(Rows from a pointing dataset)
········

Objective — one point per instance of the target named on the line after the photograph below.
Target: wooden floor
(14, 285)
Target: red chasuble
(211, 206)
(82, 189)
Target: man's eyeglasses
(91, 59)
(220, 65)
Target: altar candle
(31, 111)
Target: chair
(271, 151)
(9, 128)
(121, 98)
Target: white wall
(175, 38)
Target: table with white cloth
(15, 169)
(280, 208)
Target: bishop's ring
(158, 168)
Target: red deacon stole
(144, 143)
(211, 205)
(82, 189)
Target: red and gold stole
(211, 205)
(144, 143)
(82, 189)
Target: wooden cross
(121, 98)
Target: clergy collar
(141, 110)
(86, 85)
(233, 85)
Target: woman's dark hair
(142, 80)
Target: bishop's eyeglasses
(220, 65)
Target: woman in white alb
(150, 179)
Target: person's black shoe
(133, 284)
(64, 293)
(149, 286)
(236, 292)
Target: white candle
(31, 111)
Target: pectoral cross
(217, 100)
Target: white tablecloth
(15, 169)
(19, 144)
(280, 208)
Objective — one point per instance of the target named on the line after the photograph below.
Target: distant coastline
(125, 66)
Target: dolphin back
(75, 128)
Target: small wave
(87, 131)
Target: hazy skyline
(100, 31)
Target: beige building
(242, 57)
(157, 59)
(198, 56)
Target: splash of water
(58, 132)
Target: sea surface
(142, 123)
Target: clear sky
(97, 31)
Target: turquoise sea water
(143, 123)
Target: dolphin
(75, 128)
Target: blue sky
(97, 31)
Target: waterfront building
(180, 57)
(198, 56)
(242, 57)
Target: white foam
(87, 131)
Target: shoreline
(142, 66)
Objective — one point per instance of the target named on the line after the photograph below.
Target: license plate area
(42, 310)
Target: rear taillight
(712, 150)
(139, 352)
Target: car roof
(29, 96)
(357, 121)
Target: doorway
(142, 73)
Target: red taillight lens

········

What is expected: Render the material as a Markdown table with the columns Row and Line, one numbered row per line, leaving out blank lines.

Exercise result:
| Row | Line |
|---|---|
| 1 | Objective — one point per instance of the target named on the line after the photograph below. |
| 2 | Target: wooden floor |
| 3 | (14, 285) |
| 4 | Target: red chasuble |
| 5 | (211, 206) |
| 6 | (82, 189) |
| 7 | Target: man's eyeglasses |
| 8 | (91, 59) |
| 9 | (220, 65) |
| 10 | Target: altar candle |
| 11 | (31, 111) |
| 12 | Target: chair |
| 13 | (271, 151) |
| 14 | (9, 128) |
| 15 | (121, 98) |
| 16 | Target: white wall |
| 17 | (175, 38) |
| 18 | Target: table with white cloth |
| 19 | (15, 169) |
| 20 | (280, 208) |
| 21 | Target: bishop's ring |
| 22 | (158, 168) |
| 23 | Target: red deacon stole |
| 24 | (144, 143) |
| 25 | (211, 205) |
| 26 | (82, 189) |
| 27 | Target: red and gold stole |
| 28 | (211, 205) |
| 29 | (144, 143) |
| 30 | (82, 189) |
| 31 | Target: wooden cross |
| 32 | (121, 98) |
| 33 | Target: clergy collar |
| 34 | (141, 110) |
| 35 | (86, 85) |
| 36 | (233, 85) |
| 37 | Target: woman's dark hair |
| 38 | (142, 80) |
| 39 | Target: bishop's eyeglasses |
| 40 | (220, 65) |
| 41 | Target: woman in white alb |
| 42 | (150, 179) |
| 43 | Target: person's black shoe |
| 44 | (133, 284) |
| 45 | (64, 293) |
| 46 | (149, 286) |
| 47 | (236, 292) |
| 48 | Target: white candle |
| 49 | (31, 111) |
| 50 | Target: pectoral cross |
| 51 | (217, 100) |
| 52 | Target: white tablecloth |
| 53 | (15, 169) |
| 54 | (19, 144) |
| 55 | (280, 208) |
| 56 | Objective — one point per instance of the target named on the line after the photograph below. |
| 57 | Target: distant coastline |
| 58 | (125, 66) |
| 59 | Target: dolphin back |
| 60 | (75, 128) |
| 61 | Target: small wave |
| 62 | (87, 131) |
| 63 | Target: hazy skyline |
| 64 | (100, 31) |
| 65 | Target: beige building |
| 66 | (242, 57) |
| 67 | (157, 59) |
| 68 | (198, 56) |
| 69 | Target: splash of water |
| 70 | (58, 132) |
| 71 | Target: sea surface |
| 72 | (142, 123) |
| 73 | Target: clear sky |
| 74 | (97, 31) |
| 75 | Target: turquoise sea water |
| 76 | (143, 123) |
| 77 | Target: dolphin |
| 78 | (75, 128) |
| 79 | Target: blue sky |
| 80 | (97, 31) |
| 81 | Target: waterfront building |
| 82 | (180, 57) |
| 83 | (198, 56) |
| 84 | (242, 57) |
| 85 | Target: white foam |
| 86 | (87, 131) |
| 87 | Target: shoreline |
| 88 | (142, 66) |
| 89 | Objective — one point per instance of the target named on the line after the photograph below. |
| 90 | Target: license plate area |
| 91 | (42, 310) |
| 92 | Target: rear taillight |
| 93 | (712, 150) |
| 94 | (139, 352) |
| 95 | Target: car roof |
| 96 | (29, 96) |
| 97 | (357, 121) |
| 98 | Target: doorway |
| 99 | (142, 73) |
| 100 | Target: red taillight lens |